'''
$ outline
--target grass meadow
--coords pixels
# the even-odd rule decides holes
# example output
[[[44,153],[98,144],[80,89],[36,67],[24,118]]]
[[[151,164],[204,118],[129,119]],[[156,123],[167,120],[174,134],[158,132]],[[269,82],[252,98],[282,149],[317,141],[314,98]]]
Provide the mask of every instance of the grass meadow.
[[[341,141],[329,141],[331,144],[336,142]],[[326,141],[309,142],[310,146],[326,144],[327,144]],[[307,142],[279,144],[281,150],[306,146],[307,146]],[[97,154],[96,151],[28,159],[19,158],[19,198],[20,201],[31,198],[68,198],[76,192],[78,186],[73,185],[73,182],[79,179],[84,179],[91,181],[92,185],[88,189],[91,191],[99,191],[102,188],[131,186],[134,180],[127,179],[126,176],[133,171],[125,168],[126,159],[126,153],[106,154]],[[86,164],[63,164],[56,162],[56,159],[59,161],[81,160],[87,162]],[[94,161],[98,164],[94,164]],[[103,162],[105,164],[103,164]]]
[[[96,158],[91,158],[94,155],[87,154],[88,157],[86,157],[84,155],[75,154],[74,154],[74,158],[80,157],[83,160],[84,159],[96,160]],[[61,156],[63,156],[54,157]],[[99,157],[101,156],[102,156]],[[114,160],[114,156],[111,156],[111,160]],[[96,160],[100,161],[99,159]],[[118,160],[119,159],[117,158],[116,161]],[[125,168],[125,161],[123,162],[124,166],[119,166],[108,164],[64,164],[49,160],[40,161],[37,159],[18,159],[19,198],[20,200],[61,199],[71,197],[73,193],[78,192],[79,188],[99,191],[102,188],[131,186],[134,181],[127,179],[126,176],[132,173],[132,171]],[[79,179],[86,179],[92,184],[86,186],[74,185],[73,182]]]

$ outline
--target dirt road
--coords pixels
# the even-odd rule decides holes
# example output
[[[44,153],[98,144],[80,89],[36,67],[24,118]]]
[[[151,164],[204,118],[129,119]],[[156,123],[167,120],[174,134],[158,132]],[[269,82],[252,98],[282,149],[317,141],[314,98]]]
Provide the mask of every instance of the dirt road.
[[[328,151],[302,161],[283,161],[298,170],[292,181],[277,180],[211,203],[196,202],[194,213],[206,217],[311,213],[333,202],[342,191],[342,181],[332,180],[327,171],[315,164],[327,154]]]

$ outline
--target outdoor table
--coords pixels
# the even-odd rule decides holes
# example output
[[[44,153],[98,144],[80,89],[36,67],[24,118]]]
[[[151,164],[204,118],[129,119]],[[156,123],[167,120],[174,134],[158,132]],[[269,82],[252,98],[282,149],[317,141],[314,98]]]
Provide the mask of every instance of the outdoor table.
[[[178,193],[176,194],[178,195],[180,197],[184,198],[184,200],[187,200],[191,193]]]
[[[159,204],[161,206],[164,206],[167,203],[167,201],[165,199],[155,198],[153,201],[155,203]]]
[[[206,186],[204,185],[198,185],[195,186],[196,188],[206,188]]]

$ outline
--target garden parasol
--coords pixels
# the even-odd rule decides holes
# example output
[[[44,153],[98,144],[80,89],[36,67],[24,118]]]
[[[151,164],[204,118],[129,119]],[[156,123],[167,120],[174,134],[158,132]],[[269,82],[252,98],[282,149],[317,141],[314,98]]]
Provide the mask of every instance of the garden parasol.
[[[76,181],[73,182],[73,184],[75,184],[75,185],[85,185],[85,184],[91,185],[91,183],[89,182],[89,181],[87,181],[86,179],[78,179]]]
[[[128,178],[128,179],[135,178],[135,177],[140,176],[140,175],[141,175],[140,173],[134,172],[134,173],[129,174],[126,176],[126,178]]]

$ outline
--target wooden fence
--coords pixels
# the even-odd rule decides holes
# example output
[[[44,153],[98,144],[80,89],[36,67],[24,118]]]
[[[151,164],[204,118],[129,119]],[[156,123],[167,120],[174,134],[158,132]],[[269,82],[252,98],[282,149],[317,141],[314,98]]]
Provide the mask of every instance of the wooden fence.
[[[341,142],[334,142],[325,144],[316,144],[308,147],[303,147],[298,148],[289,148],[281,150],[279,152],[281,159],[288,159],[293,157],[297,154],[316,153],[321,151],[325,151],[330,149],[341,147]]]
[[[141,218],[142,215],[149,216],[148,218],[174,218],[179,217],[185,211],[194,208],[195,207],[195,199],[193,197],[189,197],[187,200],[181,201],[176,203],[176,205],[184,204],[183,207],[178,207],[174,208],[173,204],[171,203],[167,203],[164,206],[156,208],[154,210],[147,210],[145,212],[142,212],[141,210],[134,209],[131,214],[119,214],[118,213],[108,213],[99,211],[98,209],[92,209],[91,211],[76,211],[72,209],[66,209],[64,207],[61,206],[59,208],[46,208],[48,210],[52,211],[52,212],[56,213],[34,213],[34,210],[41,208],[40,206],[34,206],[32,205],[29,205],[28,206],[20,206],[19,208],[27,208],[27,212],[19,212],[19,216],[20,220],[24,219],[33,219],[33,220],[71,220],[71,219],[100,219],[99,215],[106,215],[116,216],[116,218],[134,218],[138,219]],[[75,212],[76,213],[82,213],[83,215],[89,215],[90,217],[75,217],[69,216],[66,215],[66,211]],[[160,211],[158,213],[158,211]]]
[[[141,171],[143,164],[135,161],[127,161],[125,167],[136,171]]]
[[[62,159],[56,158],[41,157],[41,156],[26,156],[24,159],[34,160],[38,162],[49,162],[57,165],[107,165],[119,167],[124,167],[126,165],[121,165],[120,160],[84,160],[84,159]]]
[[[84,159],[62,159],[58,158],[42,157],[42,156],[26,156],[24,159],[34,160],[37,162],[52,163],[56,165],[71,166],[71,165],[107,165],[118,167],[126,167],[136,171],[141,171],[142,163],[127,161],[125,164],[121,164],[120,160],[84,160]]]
'''
Written exercise » Every record should be repeated exactly; please leave none out.

Complete output »
$ outline
--target grass meadow
--coords pixels
# the even-odd rule decides holes
# example output
[[[44,153],[98,144],[80,89],[36,67],[24,118]]]
[[[151,164],[204,118],[129,119]],[[156,123],[167,120],[174,134],[158,132]],[[269,82],[252,98],[282,149],[317,141],[314,98]]]
Provide the mask of every instance of the grass meadow.
[[[341,141],[329,141],[331,144],[336,142]],[[326,141],[309,142],[310,146],[326,144],[327,144]],[[307,142],[279,144],[281,150],[306,146],[307,146]],[[97,154],[96,151],[28,159],[19,158],[19,198],[20,201],[31,198],[68,198],[76,192],[78,186],[73,185],[73,182],[79,179],[84,179],[91,181],[92,185],[88,189],[91,191],[99,191],[102,188],[131,186],[134,180],[127,179],[126,176],[133,171],[125,168],[126,159],[126,153],[106,154]],[[86,164],[63,164],[56,162],[56,159],[59,161],[81,160],[87,162]],[[94,161],[98,164],[94,164]],[[103,162],[105,164],[103,164]]]
[[[96,158],[91,158],[94,155],[87,154],[88,157],[86,157],[84,155],[75,154],[74,154],[74,158],[80,157],[83,160],[84,159],[96,160]],[[61,156],[63,156],[54,157]],[[99,157],[101,156],[102,156]],[[114,160],[114,156],[111,156],[111,160]],[[96,160],[100,161],[99,159]],[[118,160],[119,159],[117,158],[116,161]],[[125,168],[125,161],[123,162],[124,166],[119,166],[108,164],[64,164],[49,160],[40,161],[37,159],[18,159],[19,198],[20,200],[61,199],[71,197],[73,193],[78,192],[79,188],[99,191],[102,188],[131,186],[134,181],[127,179],[126,176],[132,173],[132,171]],[[79,179],[86,179],[92,184],[86,186],[74,185],[73,182]]]

$ outline
--target dirt road
--coords pixels
# the even-odd rule decides holes
# example output
[[[44,153],[98,144],[80,89],[36,67],[24,118]]]
[[[151,164],[204,118],[129,119]],[[156,123],[167,120],[174,134],[158,132]],[[269,82],[252,98],[282,149],[317,141],[314,98]]]
Provide the mask of every instance of the dirt road.
[[[328,151],[302,161],[283,161],[298,170],[292,181],[277,180],[211,203],[196,202],[194,213],[206,217],[311,213],[333,202],[342,191],[342,181],[332,180],[327,171],[315,164],[327,154]]]

$ outline
--target outdoor table
--coords pixels
# the even-odd rule decides holes
# example output
[[[44,153],[98,144],[80,89],[36,67],[24,118]]]
[[[151,164],[204,118],[129,119]],[[156,123],[167,120],[174,134],[158,132]],[[269,82],[252,98],[282,149],[317,141],[314,98]]]
Provide the mask of every instance of the outdoor table.
[[[178,193],[176,194],[178,195],[180,197],[184,198],[184,200],[187,200],[191,193]]]
[[[159,204],[161,206],[164,206],[167,203],[167,201],[165,199],[155,198],[153,201],[155,203]]]
[[[206,186],[204,185],[198,185],[195,186],[196,188],[206,188]]]

$ outline
--target garden parasol
--coords pixels
# the even-odd rule decides holes
# example output
[[[44,153],[98,144],[80,89],[36,67],[24,118]]]
[[[151,164],[204,118],[129,119]],[[156,123],[167,120],[174,134],[158,132]],[[269,82],[252,98],[282,149],[317,141],[314,98]]]
Provide the mask of every instance of the garden parasol.
[[[76,181],[73,182],[73,184],[75,184],[75,185],[85,185],[85,184],[91,185],[91,183],[89,182],[89,181],[87,181],[86,179],[78,179]]]
[[[128,178],[128,179],[135,178],[135,177],[140,176],[140,175],[141,175],[140,173],[134,172],[134,173],[129,174],[126,176],[126,178]]]

$ outline
--target wooden fence
--coords pixels
# the even-odd rule decides holes
# example output
[[[44,153],[98,144],[80,89],[36,67],[24,118]]]
[[[151,164],[204,118],[129,119]],[[156,123],[167,120],[174,134],[158,132]],[[269,82],[252,98],[282,149],[317,141],[314,98]]]
Provide the mask of every instance of the wooden fence.
[[[341,142],[334,142],[325,144],[316,144],[308,147],[303,147],[298,148],[289,148],[281,150],[279,152],[281,159],[288,159],[293,157],[297,154],[316,153],[321,151],[325,151],[330,149],[341,147]]]
[[[141,218],[142,215],[149,216],[148,218],[174,218],[179,217],[185,211],[194,208],[195,207],[195,199],[193,197],[189,197],[187,200],[181,201],[176,203],[176,205],[184,204],[183,207],[178,207],[174,208],[173,204],[171,203],[167,203],[164,206],[156,208],[154,210],[147,210],[145,212],[142,212],[141,210],[134,209],[131,214],[119,214],[118,213],[108,213],[99,211],[98,209],[92,209],[91,211],[76,211],[72,209],[66,209],[64,207],[61,206],[59,208],[46,208],[48,210],[52,211],[52,212],[56,213],[34,213],[34,210],[41,208],[40,206],[34,206],[32,205],[29,205],[28,206],[20,206],[19,208],[27,208],[27,212],[19,212],[19,216],[20,220],[24,219],[33,219],[33,220],[71,220],[71,219],[100,219],[99,215],[106,215],[116,216],[116,218],[134,218],[138,219]],[[75,212],[76,213],[82,213],[83,215],[89,215],[90,217],[75,217],[69,216],[66,215],[66,211]],[[160,211],[158,213],[158,211]]]
[[[141,171],[143,164],[135,161],[127,161],[125,167],[136,171]]]
[[[62,159],[56,158],[41,157],[41,156],[26,156],[24,159],[34,160],[38,162],[49,162],[57,165],[107,165],[119,167],[124,167],[126,165],[121,165],[120,160],[84,160],[84,159]]]
[[[84,159],[62,159],[58,158],[42,157],[42,156],[26,156],[24,159],[34,160],[37,162],[52,163],[56,165],[71,166],[71,165],[107,165],[118,167],[126,167],[136,171],[141,171],[142,163],[127,161],[125,164],[121,164],[120,160],[84,160]]]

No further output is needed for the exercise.